## Reading passage
===============
The first photo we encounter is of Esther holding up another photo. It contains four people: Esther’s father, an older man, and two women – “the people who my mother thought had hidden him in their house for some part of the war”. In 1998, Esther gave Jonathan 40 copies of this to take with him to Ukraine, where he was hoping to do research for his thesis. He planned to visit the shtetl (Jewish settlement), Trochenbrod, where Esther thought her father had come from, and find the people in the photo.

“Jonathan found nothing.”

This stark line mirrors a recurring theme throughout: the “presence of absence”. “How do I remember when I have nothing to remember?”

Jonathan wrote a story. Everything is Illuminated, his first novel, was based on his journey and the few details he knew of his family history.

But the strange thing was that “fiction mysteriously generated facts”.

Though Jonathan got many details “wrong” about Trochenbrod (can fiction get things wrong?), his imagined shtetl helped to put the real one on the map. The book had a large reach, and evoked memories in some readers. Remembering, this book seems to tell us, even if you remember wrong – even if your memory is only a story – can bring truth to light.

The mess of history

I Want You To Know We’re Still Here tracks that same journey to Ukraine, this time taken by Esther. The discovery that she had a half-sister, killed during the war, furthers her mission. “Of the person closest to me killed in the Holocaust, my half sibling, I had not one detail, not a name, not a picture – not one piece of memory.” In effect, this book is a search for the tiniest of things among the large mess of history: a name.
===============
(Coordinate annotation entries)

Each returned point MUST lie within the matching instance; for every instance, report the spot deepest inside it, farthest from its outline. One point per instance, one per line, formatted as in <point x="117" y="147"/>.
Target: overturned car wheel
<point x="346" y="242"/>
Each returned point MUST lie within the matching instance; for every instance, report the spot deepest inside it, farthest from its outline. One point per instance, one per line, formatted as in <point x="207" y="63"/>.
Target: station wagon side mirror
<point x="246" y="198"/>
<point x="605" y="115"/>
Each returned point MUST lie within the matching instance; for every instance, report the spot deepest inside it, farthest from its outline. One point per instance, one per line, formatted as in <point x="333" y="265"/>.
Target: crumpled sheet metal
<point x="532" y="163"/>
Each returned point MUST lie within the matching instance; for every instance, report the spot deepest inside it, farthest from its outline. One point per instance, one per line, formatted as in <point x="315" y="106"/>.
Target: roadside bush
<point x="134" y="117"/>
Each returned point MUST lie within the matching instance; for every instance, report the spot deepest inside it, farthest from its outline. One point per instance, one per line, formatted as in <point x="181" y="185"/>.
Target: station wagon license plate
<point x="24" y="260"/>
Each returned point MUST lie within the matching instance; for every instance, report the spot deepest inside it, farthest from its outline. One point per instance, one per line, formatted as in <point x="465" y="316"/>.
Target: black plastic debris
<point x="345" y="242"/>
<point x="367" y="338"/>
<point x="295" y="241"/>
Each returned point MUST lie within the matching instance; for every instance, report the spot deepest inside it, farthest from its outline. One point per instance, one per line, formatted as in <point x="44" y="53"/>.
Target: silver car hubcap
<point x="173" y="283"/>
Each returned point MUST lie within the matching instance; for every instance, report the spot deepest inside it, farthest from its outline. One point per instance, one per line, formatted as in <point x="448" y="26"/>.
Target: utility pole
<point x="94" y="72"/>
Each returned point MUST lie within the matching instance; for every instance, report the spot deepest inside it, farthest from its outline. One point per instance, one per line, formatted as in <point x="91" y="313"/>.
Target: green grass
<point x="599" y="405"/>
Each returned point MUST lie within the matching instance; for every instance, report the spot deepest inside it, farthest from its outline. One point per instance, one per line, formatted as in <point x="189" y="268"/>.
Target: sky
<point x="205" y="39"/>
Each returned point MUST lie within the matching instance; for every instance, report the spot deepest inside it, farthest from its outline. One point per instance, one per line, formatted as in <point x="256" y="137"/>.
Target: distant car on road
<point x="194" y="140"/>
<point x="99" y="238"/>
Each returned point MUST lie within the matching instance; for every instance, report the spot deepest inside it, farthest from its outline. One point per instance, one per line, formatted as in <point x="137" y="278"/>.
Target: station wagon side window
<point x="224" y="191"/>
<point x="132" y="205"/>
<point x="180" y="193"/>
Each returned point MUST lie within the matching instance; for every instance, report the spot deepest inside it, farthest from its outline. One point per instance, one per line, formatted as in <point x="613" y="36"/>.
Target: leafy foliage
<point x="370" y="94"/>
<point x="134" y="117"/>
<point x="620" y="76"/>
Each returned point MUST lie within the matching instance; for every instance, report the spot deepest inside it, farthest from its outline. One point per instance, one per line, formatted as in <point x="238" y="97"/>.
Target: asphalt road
===============
## Given instruction 1
Summarize the passage about Trochenbrod in two sentences.
## Given instruction 2
Reproduce the passage about Trochenbrod word for word from "This stark line" to "his family history.".
## Given instruction 3
Write the next part of the passage about Trochenbrod, picking up after its final sentence.

## Expected answer 1
In 1998, Esther gave Jonathan copies of a photo to take to Ukraine, where he planned to visit Trochenbrod and find the people thought to have hidden her father, but he found nothing and instead wrote the novel Everything is Illuminated, whose imagined shtetl helped put the real one on the map. I Want You To Know We're Still Here follows Esther on the same journey, driven by the discovery of a half-sister killed during the war of whom she had not even a name.

## Expected answer 2
This stark line mirrors a recurring theme throughout: the “presence of absence”. “How do I remember when I have nothing to remember?”

Jonathan wrote a story. Everything is Illuminated, his first novel, was based on his journey and the few details he knew of his family history.

## Expected answer 3
It’s a noble search, and makes for a moving book. Much of the narrative is sad. Death, silence, emptiness haunt the work. There are things that may never be known. But the telling is unique and interesting. The book succeeds in putting names (or more precisely, stories) to things that exist only as artefacts, and inversely putting physicality to things that exist only as story.

The delineation between history and memory is a significant one, and gives an interesting angle to the narrative. “History is public. Memory is personal. It is about stories and select experiences. History is the end of something. Memory is the beginning of something.”

The book closes with an end – the death of Esther’s mother – and two beginnings: two births of two new grandchildren. Grief is tinged with hope. At the funeral, there is gratitude for the long life Esther’s mother led: “She did it. She survived, and survived with dignity and grace.”

The last photo is a recent one: of a large, happy Safran Foer gathering. It depicts generations of “survivors and survivors of survivors, storytellers and memory keepers”. A family of writers, putting words to the silence. As one of the grandchildren quipped: “take that, Hitler!”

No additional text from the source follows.